• **Exercise directions**
Print the records below exactly. Omit every picture.

(Beginning of Data under study)

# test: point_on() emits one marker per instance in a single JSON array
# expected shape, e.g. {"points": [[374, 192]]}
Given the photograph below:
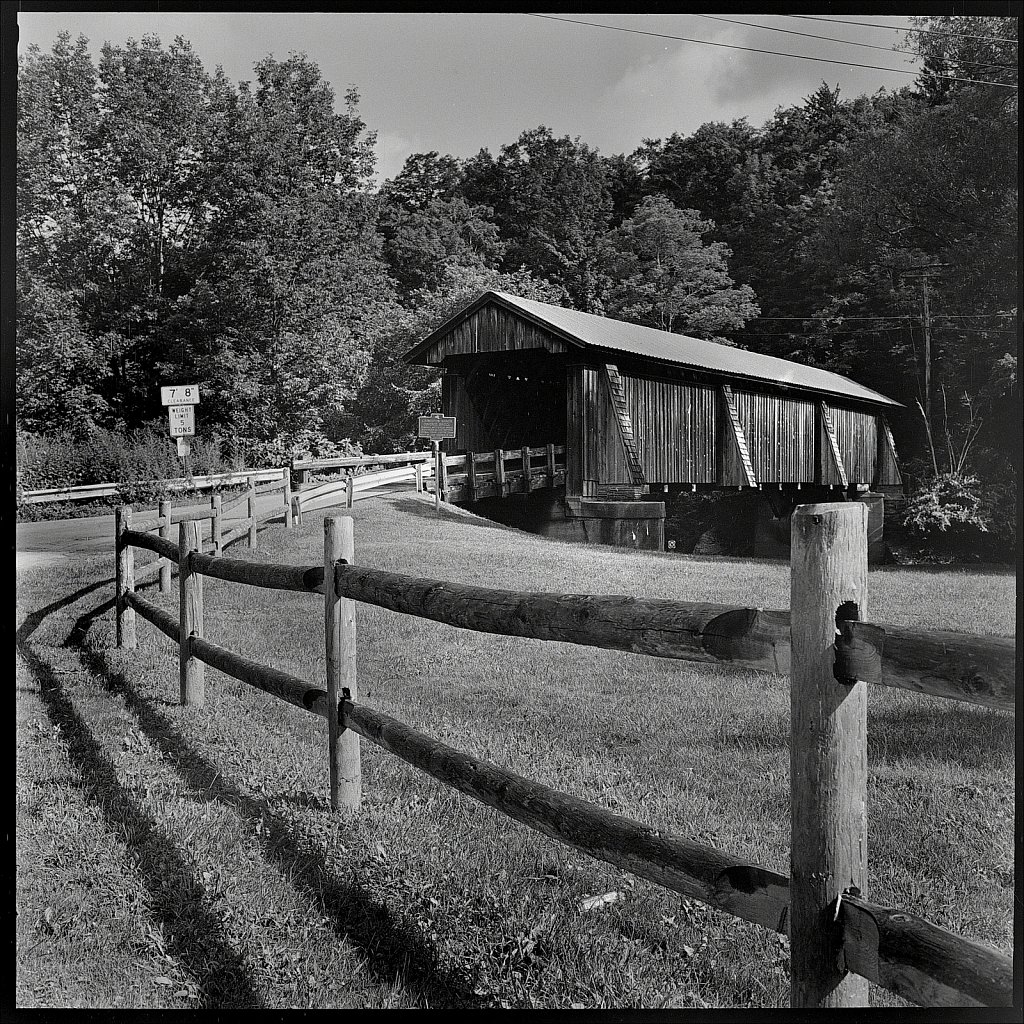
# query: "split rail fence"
{"points": [[839, 939]]}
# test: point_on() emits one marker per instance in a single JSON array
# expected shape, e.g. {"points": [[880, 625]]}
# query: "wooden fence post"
{"points": [[286, 475], [190, 673], [216, 502], [252, 512], [124, 579], [164, 511], [827, 751], [339, 622]]}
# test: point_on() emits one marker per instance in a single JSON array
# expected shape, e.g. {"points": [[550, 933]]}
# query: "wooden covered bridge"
{"points": [[642, 414]]}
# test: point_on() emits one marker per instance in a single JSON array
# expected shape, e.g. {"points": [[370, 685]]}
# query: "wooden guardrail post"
{"points": [[124, 579], [216, 501], [164, 511], [190, 673], [252, 511], [499, 473], [827, 751], [339, 622], [286, 476]]}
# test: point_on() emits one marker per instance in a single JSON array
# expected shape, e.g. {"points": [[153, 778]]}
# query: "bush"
{"points": [[952, 514], [137, 462]]}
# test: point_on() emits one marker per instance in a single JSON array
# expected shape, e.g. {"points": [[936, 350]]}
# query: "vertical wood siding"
{"points": [[779, 435], [856, 433], [674, 428], [492, 330]]}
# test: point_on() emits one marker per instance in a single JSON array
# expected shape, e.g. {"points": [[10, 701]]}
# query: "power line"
{"points": [[896, 28], [754, 49], [847, 42]]}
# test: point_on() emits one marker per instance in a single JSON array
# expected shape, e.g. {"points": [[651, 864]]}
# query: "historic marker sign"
{"points": [[436, 427], [179, 394], [182, 420]]}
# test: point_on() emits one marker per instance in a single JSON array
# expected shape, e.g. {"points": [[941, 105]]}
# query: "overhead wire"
{"points": [[898, 28], [755, 49], [848, 42]]}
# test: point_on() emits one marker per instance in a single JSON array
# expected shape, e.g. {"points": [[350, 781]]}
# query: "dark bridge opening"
{"points": [[505, 399]]}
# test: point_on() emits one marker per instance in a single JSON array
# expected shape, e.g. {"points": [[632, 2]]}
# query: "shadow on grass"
{"points": [[949, 731], [390, 950], [424, 510], [195, 934]]}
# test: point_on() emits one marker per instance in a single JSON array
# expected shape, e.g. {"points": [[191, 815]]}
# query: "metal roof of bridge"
{"points": [[590, 331]]}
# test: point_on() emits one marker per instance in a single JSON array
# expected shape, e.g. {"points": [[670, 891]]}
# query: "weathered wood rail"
{"points": [[838, 937], [90, 492], [476, 475]]}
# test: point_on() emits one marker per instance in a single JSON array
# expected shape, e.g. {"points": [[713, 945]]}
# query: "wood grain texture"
{"points": [[190, 675], [699, 871], [164, 508], [940, 663], [827, 752], [339, 623], [165, 623], [270, 576], [289, 688], [669, 629], [251, 498], [922, 962]]}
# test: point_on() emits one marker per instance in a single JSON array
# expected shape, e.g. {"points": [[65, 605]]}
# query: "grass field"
{"points": [[174, 857]]}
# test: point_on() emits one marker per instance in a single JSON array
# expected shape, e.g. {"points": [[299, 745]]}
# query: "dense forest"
{"points": [[174, 226]]}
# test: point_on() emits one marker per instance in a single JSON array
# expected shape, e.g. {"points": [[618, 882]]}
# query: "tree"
{"points": [[667, 276], [59, 371], [552, 203], [297, 274]]}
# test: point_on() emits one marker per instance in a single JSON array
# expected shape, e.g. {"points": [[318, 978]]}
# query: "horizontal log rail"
{"points": [[84, 492], [159, 544], [920, 961], [289, 688], [164, 622], [977, 670], [356, 462]]}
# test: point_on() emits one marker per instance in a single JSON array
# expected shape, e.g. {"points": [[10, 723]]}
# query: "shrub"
{"points": [[946, 514]]}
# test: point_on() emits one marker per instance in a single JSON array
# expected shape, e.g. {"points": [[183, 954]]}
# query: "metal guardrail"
{"points": [[85, 492]]}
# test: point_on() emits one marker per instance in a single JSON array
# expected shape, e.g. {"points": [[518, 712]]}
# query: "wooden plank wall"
{"points": [[492, 330], [856, 433], [779, 435], [674, 427], [471, 434]]}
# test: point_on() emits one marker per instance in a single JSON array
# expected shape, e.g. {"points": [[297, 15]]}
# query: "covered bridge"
{"points": [[642, 413]]}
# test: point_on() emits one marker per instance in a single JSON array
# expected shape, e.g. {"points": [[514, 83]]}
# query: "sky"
{"points": [[457, 83]]}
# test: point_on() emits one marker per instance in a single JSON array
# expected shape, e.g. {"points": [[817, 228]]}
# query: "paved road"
{"points": [[49, 543]]}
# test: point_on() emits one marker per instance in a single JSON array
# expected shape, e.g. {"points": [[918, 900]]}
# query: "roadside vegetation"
{"points": [[174, 857]]}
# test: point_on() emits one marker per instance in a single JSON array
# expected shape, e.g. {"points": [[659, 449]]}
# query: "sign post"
{"points": [[181, 400], [437, 428]]}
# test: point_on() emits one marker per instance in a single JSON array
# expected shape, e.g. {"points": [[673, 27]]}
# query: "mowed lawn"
{"points": [[185, 857]]}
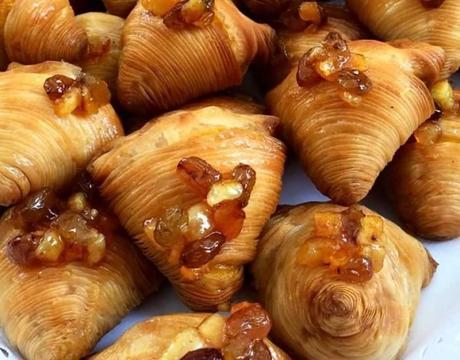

(End of Data under study)

• **Answer below**
# test: point_on() emits one marker per instance in a single JSON array
# expected shape, e.g. {"points": [[374, 192]]}
Given the photograph below:
# query: "split rail fence"
{"points": [[839, 939]]}
# test: point_on() emits one marker per instance in a single JSON array
# expected shape, e.g. {"points": [[880, 625]]}
# query: "wooden fence post"
{"points": [[286, 475], [190, 673], [216, 502], [252, 512], [124, 579], [164, 511], [827, 751], [339, 622]]}
# test: point_on() emits one marker per instance in a single JSON array
# expected shape, e.g. {"points": [[550, 933]]}
# query: "wooden covered bridge"
{"points": [[642, 414]]}
# test: point_on() emits one marker per instance in a single JSON array
# expected shape, e.g. {"points": [[370, 685]]}
# query: "wooden guardrail post"
{"points": [[124, 579], [216, 501], [164, 511], [190, 673], [252, 511], [499, 473], [827, 751], [339, 622], [286, 476]]}
# test: point_on() emits one marker per instance in a single JSON array
# expected shape, e.g. {"points": [[153, 778]]}
# query: "bush"
{"points": [[952, 514], [137, 462]]}
# test: point_on() emits one marker per instance in a single JSON array
# expected shape, e.g. {"points": [[936, 350]]}
# query: "vertical wood siding"
{"points": [[779, 435], [856, 433], [674, 428], [492, 330]]}
# test: point_on() emits one marker per instance in a single JSON array
# expected shape, e.g. {"points": [[10, 701]]}
# query: "power line"
{"points": [[896, 28], [754, 49], [847, 42]]}
# test: point_on() emits one marker per instance in a single JSON array
# expected shape, e.g. {"points": [[651, 864]]}
# query: "historic marker sign"
{"points": [[436, 427], [179, 394], [182, 420]]}
# test: point_on() emits one marker per instance in a single JSON array
# expected shape, e.g. {"points": [[941, 105]]}
# query: "overhead wire"
{"points": [[898, 28], [755, 49], [848, 42]]}
# test: point_on() emits one marker per instance in a single JSON array
# expected shape, e.g. {"points": [[350, 781]]}
# query: "dark bridge opening"
{"points": [[505, 399]]}
# test: point_on() emits one marker per instance in a single JSON array
# expected shape, e.g. {"points": [[632, 2]]}
# query: "shadow on grass"
{"points": [[949, 731], [390, 950], [424, 510], [195, 934]]}
# test: point_on() emits one marker per instance in a single JSON array
# expected shape, e.g. {"points": [[191, 815]]}
# query: "metal roof of bridge"
{"points": [[590, 331]]}
# test: point_on() emits one marker per instance in a single JSON array
# expected shape, e.g. {"points": [[670, 891]]}
# query: "weathered wood rail"
{"points": [[838, 937], [90, 492], [476, 475]]}
# test: point_on() emits one marker per instance in a single JSON array
# expected shape, e.g. {"points": [[713, 945]]}
# query: "wood grain texture"
{"points": [[190, 675], [699, 871], [164, 508], [940, 663], [827, 752], [339, 623], [165, 623], [270, 576], [289, 688], [669, 629], [251, 498], [922, 962]]}
# test: point_on() emits one marker per instance in a single JSON array
# expected shape, e.g. {"points": [[65, 605]]}
# query: "grass field"
{"points": [[174, 857]]}
# test: point_on() emits one marker per instance in a single JSON array
# expected shape, e.g. {"points": [[299, 745]]}
# query: "dense forest"
{"points": [[174, 226]]}
# test: point_on() emits one marker per instance in a single JSON array
# expected shape, e.g. {"points": [[618, 882]]}
# query: "tree"
{"points": [[667, 276], [59, 371], [552, 203], [297, 274]]}
# test: point_on() emits one marker per instance in a single JSON array
# expected shape, e.g. {"points": [[318, 978]]}
# query: "horizontal log rail"
{"points": [[84, 492], [159, 544], [920, 961], [289, 688], [164, 622], [977, 670], [356, 462]]}
# test: point_on() emits one marker per instance in a single JSON array
# expected shape, e.g. {"points": [[10, 723]]}
# query: "shrub"
{"points": [[946, 514]]}
# test: point_on() emits one marker per instance in a single JSON array
# expected shape, e.g. {"points": [[183, 954]]}
# query: "metal guardrail"
{"points": [[85, 492]]}
# test: point_on() emits one marker per instance in a single JSON array
# expected shape, e.g. {"points": [[518, 712]]}
# query: "wooden plank wall"
{"points": [[492, 330], [856, 433], [779, 435], [674, 427], [471, 434]]}
# test: point_on() emits one marker per instance in a single JSON array
# expected shape, e.g. {"points": [[297, 15]]}
# query: "covered bridge"
{"points": [[642, 413]]}
# test: point_on() emits one marker per instance in a single JSON array
# expected shape, e.g. {"points": [[514, 83]]}
# query: "sky"
{"points": [[457, 83]]}
# test: point_on() emits one marker per instance in a single JSON array
# expected shape, e.g. {"points": [[817, 228]]}
# query: "paved road"
{"points": [[49, 543]]}
# test: point_on() emits one marker per instance in a single JSON array
# expected shape, e.g. {"points": [[918, 900]]}
# query: "roadside vegetation"
{"points": [[174, 857]]}
# test: point_on() emits one marker per instance in a single JSON array
# expected shape, e.g. {"points": [[659, 449]]}
# query: "sign post"
{"points": [[181, 400], [437, 428]]}
# test: point_on() emits one marker per instance in a single JSON array
# expected shape, e.g. {"points": [[673, 27]]}
# query: "mowed lawn"
{"points": [[185, 857]]}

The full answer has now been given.